----- Provided entries
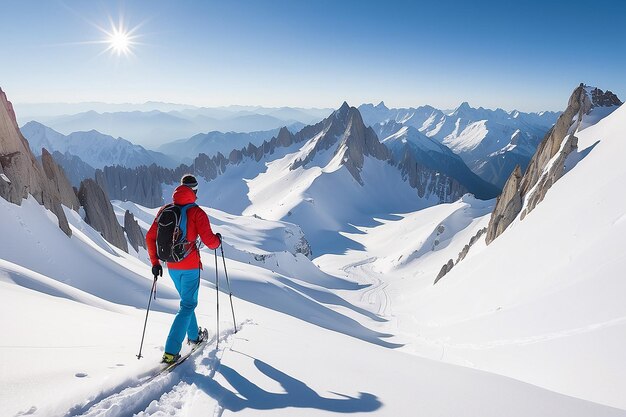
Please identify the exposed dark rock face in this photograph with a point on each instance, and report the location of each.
(428, 182)
(433, 156)
(444, 270)
(538, 178)
(133, 231)
(343, 129)
(508, 205)
(99, 213)
(75, 169)
(549, 178)
(450, 264)
(23, 175)
(56, 175)
(141, 185)
(604, 99)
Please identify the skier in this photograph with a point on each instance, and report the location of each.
(186, 273)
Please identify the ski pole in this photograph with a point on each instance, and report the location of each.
(152, 291)
(217, 295)
(230, 293)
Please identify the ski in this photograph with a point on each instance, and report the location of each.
(170, 367)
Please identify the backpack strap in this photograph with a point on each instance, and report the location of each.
(183, 220)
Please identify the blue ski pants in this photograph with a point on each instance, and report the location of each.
(187, 282)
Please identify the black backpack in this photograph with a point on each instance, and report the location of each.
(172, 244)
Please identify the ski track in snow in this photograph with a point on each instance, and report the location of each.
(375, 293)
(167, 394)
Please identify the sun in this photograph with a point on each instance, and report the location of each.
(119, 42)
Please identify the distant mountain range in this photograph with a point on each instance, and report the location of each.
(491, 142)
(92, 147)
(211, 143)
(323, 177)
(154, 124)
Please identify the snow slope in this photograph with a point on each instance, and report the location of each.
(309, 343)
(543, 303)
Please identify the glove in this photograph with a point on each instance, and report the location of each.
(157, 270)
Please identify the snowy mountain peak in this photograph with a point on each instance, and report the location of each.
(342, 112)
(601, 98)
(463, 107)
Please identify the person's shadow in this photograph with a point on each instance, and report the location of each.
(297, 394)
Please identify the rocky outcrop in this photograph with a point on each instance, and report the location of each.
(99, 213)
(74, 168)
(343, 129)
(508, 206)
(428, 182)
(450, 264)
(133, 231)
(547, 164)
(56, 175)
(444, 270)
(141, 185)
(550, 177)
(22, 174)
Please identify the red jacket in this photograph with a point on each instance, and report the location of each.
(197, 225)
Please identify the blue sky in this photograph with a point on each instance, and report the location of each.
(527, 55)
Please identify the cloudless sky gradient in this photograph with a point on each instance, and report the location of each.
(527, 55)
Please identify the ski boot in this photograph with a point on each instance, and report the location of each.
(203, 335)
(169, 358)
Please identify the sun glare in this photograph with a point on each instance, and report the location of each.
(119, 42)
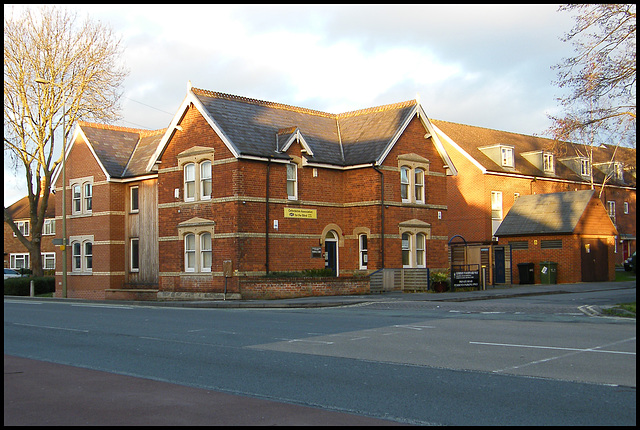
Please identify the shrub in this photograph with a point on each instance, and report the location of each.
----------
> _Aim of the exercise_:
Express the lines from the one containing "Please identify the rocky" through the end of the records as a JSON list of strings, one string per line, with blank lines and pictures left out.

> _Final result_:
[
  "Please identify the rocky outcrop in this photograph with a point on each instance, and report the location of each.",
  "(99, 213)",
  "(74, 168)",
  "(343, 129)",
  "(508, 206)",
  "(428, 182)",
  "(450, 264)",
  "(133, 231)",
  "(547, 164)",
  "(56, 175)",
  "(444, 270)",
  "(141, 185)",
  "(550, 177)",
  "(22, 174)",
  "Please identify the red jacket in this photograph with a point on each instance, and report the location of each.",
  "(197, 225)",
  "Please identify the blue sky in this photograph with a point on each instance, and report the location of each.",
  "(527, 55)",
  "Please identify the cloudless sky gradient in this photograph with a point on each instance, and report the location of each.",
  "(527, 55)",
  "Please identify the ski boot in this photograph with a point on each instance, and report the location of each.",
  "(203, 335)",
  "(169, 358)",
  "Please identify the sun glare in this photograph with a point on each instance, and report the location of each.",
  "(119, 42)",
  "Please identify the shrub in this photograph with a point on each instance, and report the location of each."
]